━━━ Records to use ━━━
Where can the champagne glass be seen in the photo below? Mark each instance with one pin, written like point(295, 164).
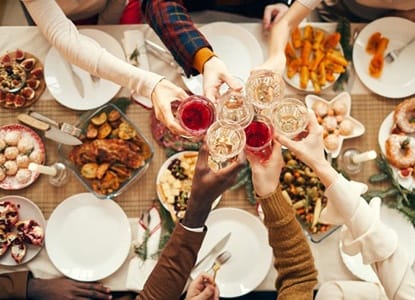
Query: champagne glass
point(264, 88)
point(195, 114)
point(259, 134)
point(233, 108)
point(225, 142)
point(290, 117)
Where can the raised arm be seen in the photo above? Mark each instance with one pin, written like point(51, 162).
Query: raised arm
point(170, 275)
point(366, 233)
point(293, 260)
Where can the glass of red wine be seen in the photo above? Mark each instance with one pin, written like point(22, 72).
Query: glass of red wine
point(195, 114)
point(259, 135)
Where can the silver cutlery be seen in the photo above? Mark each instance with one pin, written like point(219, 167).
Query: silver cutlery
point(392, 55)
point(65, 127)
point(219, 261)
point(50, 132)
point(215, 249)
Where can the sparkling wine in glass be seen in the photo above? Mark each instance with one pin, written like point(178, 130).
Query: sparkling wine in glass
point(233, 108)
point(290, 117)
point(264, 88)
point(225, 142)
point(259, 134)
point(196, 114)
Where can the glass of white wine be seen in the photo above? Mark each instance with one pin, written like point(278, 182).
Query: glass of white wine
point(225, 142)
point(233, 108)
point(289, 117)
point(264, 88)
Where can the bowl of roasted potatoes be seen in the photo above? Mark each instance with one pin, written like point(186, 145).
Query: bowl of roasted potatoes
point(114, 152)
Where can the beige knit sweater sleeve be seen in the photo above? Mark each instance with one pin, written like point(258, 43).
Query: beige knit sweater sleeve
point(293, 260)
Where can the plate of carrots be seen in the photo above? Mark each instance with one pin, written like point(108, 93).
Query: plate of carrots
point(315, 59)
point(375, 40)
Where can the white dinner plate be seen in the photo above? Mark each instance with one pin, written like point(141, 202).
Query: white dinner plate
point(28, 210)
point(235, 46)
point(406, 233)
point(87, 238)
point(384, 132)
point(248, 244)
point(398, 78)
point(60, 83)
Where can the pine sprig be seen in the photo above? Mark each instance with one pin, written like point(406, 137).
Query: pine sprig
point(395, 196)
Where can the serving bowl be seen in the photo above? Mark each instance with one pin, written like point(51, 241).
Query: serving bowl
point(114, 152)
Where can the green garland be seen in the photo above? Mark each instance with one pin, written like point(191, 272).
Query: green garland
point(395, 196)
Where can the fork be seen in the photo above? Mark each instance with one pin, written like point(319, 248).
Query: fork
point(391, 56)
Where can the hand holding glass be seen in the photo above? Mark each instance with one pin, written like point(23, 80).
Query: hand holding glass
point(195, 114)
point(259, 134)
point(264, 88)
point(225, 142)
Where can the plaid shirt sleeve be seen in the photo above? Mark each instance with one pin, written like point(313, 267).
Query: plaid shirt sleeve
point(172, 23)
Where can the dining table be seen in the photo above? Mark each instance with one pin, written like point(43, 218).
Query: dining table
point(367, 107)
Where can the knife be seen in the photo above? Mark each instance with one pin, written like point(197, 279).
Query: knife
point(215, 249)
point(51, 132)
point(65, 127)
point(75, 77)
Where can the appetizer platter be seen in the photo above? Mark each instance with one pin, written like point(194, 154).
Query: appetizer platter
point(21, 79)
point(19, 146)
point(397, 141)
point(314, 59)
point(174, 182)
point(334, 116)
point(113, 153)
point(392, 80)
point(21, 230)
point(302, 187)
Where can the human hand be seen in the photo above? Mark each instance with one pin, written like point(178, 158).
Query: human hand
point(207, 185)
point(272, 13)
point(266, 174)
point(164, 93)
point(310, 149)
point(65, 289)
point(215, 74)
point(202, 288)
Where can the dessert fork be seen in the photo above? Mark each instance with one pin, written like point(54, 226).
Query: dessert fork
point(391, 56)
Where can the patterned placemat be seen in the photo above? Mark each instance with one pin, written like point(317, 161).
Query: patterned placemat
point(368, 109)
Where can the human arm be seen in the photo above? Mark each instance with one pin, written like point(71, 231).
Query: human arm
point(202, 288)
point(21, 285)
point(280, 32)
point(63, 35)
point(172, 270)
point(365, 233)
point(293, 259)
point(189, 47)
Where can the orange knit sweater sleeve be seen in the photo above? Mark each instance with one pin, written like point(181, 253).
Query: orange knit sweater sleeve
point(293, 260)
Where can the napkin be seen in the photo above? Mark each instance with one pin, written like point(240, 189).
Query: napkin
point(148, 240)
point(133, 40)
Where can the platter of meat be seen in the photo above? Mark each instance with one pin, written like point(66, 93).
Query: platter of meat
━━━
Task to complete. Rewrite all of the records above as a JSON list of strings, with one string for each line and no blank lines. Leave the pictures out.

Output below.
[
  "Where can the champagne glass be seen in the photo below? Mark each instance with one pin, written like point(295, 164).",
  "Query: champagne glass",
  "point(264, 88)",
  "point(195, 114)",
  "point(259, 134)",
  "point(233, 108)",
  "point(225, 142)",
  "point(290, 117)",
  "Where can the raised arm be seen in the photo above? Mark each instance with one pin, written like point(51, 162).",
  "Query: raised arm",
  "point(170, 275)",
  "point(366, 233)",
  "point(293, 260)",
  "Where can the glass of red wine be seen in the photo above? Mark each instance with one pin, written like point(22, 72).",
  "Query: glass of red wine",
  "point(195, 114)",
  "point(259, 135)",
  "Where can the silver cutlery be seen in the photo above? Mark each instance with one pin, written like point(219, 167).",
  "Query: silver cutlery",
  "point(392, 55)",
  "point(65, 127)",
  "point(219, 261)",
  "point(50, 132)",
  "point(215, 249)",
  "Where can the sparkling wine in glass be seen in the photo above? Mark each instance with one pin, written like point(178, 130).",
  "Query: sparkling wine in glass",
  "point(233, 108)",
  "point(290, 117)",
  "point(264, 88)",
  "point(225, 142)",
  "point(259, 134)",
  "point(196, 114)",
  "Where can the glass of white wine be seen in the photo above? Mark each instance with one pin, written like point(278, 182).",
  "Query: glass of white wine",
  "point(225, 142)",
  "point(233, 108)",
  "point(289, 117)",
  "point(264, 88)",
  "Where can the bowl of roasted potatoes be seen in the photo above? Mark each instance with one pin, written like point(186, 145).",
  "Query: bowl of roasted potatoes",
  "point(114, 152)",
  "Where can the beige knit sweater sleeve be seen in the photo above? Mark each instance with one pin, written like point(258, 43).",
  "Query: beige knit sweater sleeve",
  "point(293, 260)",
  "Where can the plate of carrots be seen in the photo above? Mark each instance with one pin, written like point(108, 93).",
  "Query: plate of carrots",
  "point(315, 59)",
  "point(375, 40)",
  "Where can the white dinner plate be seen in the photo above? Mark each instance with one pin, written like point(141, 202).",
  "Query: white dinner plate",
  "point(28, 210)",
  "point(235, 46)",
  "point(406, 233)",
  "point(87, 238)",
  "point(384, 132)",
  "point(248, 244)",
  "point(398, 78)",
  "point(60, 83)",
  "Where can the pine sprig be seen in the photo above? Mark each instance with one pin, written like point(406, 137).",
  "Query: pine sprig",
  "point(395, 196)",
  "Where can the serving bowl be seen in the photo above? Mark each instance with one pin, written like point(51, 241).",
  "Query: serving bowl",
  "point(114, 152)",
  "Where can the green garland be seen in the photo above? Mark each instance with one pin, written like point(191, 272).",
  "Query: green garland",
  "point(395, 196)",
  "Where can the fork be seen in the photo above? Mark each instance with one pin, written like point(319, 248).",
  "Query: fork",
  "point(391, 56)",
  "Where can the hand holding glass be seen in the photo above? Mark each instance with one pin, written like point(23, 80).",
  "Query: hand holding glass",
  "point(195, 114)",
  "point(259, 134)",
  "point(264, 88)",
  "point(225, 142)",
  "Where can the plaid shirt sleeve be seen in the photo above? Mark each instance with one pin, written like point(313, 267).",
  "Query: plaid shirt sleeve",
  "point(172, 23)",
  "Where can the dining table be seen in the photo above? Mark each instance with one pin, written like point(43, 218).",
  "Query: dining table",
  "point(367, 107)",
  "Where can the knife be seen in the photo above? Mark each instance with one pin, written like point(197, 279).",
  "Query: knife",
  "point(215, 249)",
  "point(51, 132)",
  "point(65, 127)",
  "point(75, 77)",
  "Where can the appetizer platter be seen in the photo above? Mark each instance with one pin, written like point(194, 154).",
  "Query: appetizer platter",
  "point(21, 79)",
  "point(19, 146)",
  "point(397, 141)",
  "point(314, 59)",
  "point(174, 182)",
  "point(334, 116)",
  "point(113, 153)",
  "point(392, 80)",
  "point(21, 230)",
  "point(302, 187)",
  "Where can the human hand be seen in the photo above? Mark each instance with one pin, written like point(178, 158).",
  "Query: human hand",
  "point(207, 185)",
  "point(272, 13)",
  "point(266, 174)",
  "point(164, 93)",
  "point(310, 149)",
  "point(65, 289)",
  "point(215, 74)",
  "point(202, 288)",
  "Where can the dessert fork be seen in the photo above? Mark each instance with one pin, written like point(54, 226).",
  "Query: dessert fork",
  "point(391, 56)",
  "Where can the patterned placemat be seen in the photo above? Mark each instance with one pin, written like point(317, 161).",
  "Query: patterned placemat",
  "point(368, 109)",
  "Where can the human arm be seen in the photo above? Mark each instance with one pin, written like point(71, 231).",
  "Query: human arm",
  "point(202, 288)",
  "point(21, 285)",
  "point(280, 32)",
  "point(63, 35)",
  "point(172, 270)",
  "point(365, 233)",
  "point(293, 259)",
  "point(189, 47)",
  "Where can the orange knit sweater sleeve be seen in the photo above? Mark each instance with one pin, written like point(181, 253).",
  "Query: orange knit sweater sleeve",
  "point(293, 260)",
  "Where can the napkin be seen in the photo above? Mark each instance with one pin, written like point(240, 189).",
  "Query: napkin",
  "point(148, 240)",
  "point(133, 40)",
  "Where can the platter of meat be seen in the photo above? Mark each instance with one pin, written like point(66, 93).",
  "Query: platter of meat"
]